● DATA FOR THIS TASK:
_____

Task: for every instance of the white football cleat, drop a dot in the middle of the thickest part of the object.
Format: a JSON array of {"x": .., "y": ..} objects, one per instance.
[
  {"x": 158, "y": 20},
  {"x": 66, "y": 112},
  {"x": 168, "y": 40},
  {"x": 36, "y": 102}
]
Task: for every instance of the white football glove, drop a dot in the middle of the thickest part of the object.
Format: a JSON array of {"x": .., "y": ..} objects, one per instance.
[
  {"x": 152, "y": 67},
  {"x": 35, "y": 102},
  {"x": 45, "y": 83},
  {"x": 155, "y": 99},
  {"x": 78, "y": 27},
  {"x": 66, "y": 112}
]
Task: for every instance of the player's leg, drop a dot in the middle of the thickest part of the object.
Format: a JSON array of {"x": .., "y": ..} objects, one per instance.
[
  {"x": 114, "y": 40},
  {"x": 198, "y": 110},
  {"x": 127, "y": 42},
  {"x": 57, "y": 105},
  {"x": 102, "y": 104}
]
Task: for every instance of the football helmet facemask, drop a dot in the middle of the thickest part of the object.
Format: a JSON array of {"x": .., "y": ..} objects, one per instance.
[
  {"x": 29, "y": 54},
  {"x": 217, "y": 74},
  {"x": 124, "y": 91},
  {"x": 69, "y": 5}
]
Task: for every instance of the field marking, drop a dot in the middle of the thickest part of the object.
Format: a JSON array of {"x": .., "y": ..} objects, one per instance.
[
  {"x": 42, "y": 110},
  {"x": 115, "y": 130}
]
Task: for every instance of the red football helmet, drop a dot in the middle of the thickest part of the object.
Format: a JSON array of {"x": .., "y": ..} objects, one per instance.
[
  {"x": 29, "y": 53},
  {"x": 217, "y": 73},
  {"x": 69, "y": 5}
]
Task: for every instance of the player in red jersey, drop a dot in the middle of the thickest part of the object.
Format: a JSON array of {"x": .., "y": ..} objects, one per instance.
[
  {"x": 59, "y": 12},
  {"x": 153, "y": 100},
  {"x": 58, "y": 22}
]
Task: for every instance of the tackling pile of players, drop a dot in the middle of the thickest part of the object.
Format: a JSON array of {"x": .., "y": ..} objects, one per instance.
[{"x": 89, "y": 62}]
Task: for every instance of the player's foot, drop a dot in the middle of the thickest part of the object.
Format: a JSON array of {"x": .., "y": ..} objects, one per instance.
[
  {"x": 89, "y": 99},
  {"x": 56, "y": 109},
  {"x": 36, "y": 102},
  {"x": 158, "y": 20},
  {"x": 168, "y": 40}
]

_____

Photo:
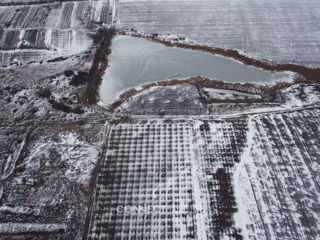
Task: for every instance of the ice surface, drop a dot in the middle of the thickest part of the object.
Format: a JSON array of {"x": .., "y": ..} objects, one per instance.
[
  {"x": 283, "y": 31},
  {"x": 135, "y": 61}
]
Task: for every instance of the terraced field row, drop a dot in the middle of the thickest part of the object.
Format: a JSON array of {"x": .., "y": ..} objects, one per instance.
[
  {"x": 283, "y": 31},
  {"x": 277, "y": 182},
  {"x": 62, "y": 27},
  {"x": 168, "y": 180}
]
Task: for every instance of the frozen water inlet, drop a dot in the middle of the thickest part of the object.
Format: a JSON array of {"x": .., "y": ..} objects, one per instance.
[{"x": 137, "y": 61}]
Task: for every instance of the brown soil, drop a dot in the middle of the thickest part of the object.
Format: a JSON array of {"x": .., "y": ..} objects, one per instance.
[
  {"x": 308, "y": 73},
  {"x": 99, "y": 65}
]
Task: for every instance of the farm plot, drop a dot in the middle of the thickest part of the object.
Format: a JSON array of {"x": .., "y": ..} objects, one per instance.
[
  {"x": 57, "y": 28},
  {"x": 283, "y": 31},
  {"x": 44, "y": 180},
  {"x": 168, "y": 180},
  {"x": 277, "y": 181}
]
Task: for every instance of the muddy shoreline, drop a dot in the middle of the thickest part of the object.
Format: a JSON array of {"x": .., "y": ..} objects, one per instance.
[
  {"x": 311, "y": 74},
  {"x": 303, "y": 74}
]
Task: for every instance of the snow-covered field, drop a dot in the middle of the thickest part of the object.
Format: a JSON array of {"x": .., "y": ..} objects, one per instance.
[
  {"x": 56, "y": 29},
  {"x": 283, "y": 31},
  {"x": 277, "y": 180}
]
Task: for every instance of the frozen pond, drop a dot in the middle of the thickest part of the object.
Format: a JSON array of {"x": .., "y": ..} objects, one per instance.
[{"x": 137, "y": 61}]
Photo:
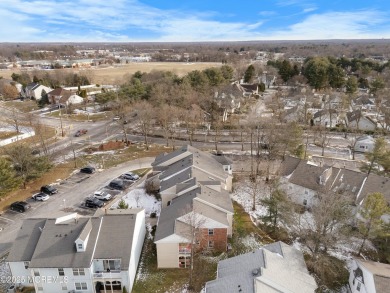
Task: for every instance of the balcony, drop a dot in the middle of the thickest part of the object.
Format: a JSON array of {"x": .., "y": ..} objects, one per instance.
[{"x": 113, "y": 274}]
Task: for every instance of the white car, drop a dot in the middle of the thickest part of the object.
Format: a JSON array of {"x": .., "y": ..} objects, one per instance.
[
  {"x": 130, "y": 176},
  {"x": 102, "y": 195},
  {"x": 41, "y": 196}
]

_____

What lines of the material above hold the string "football"? Please copy them.

Task: for every instance of the white football cleat, drop a dot in the middle of the thickest part of the object.
Task: for every instance of the white football glove, drop a dot in the middle of the thickest part of the object.
Task: for every instance of the football helmet facemask, drop a dot in the middle of the thickest part of the object.
Task: for every instance of the red football helmet, drop a dot in the middle of the thickest part of the object.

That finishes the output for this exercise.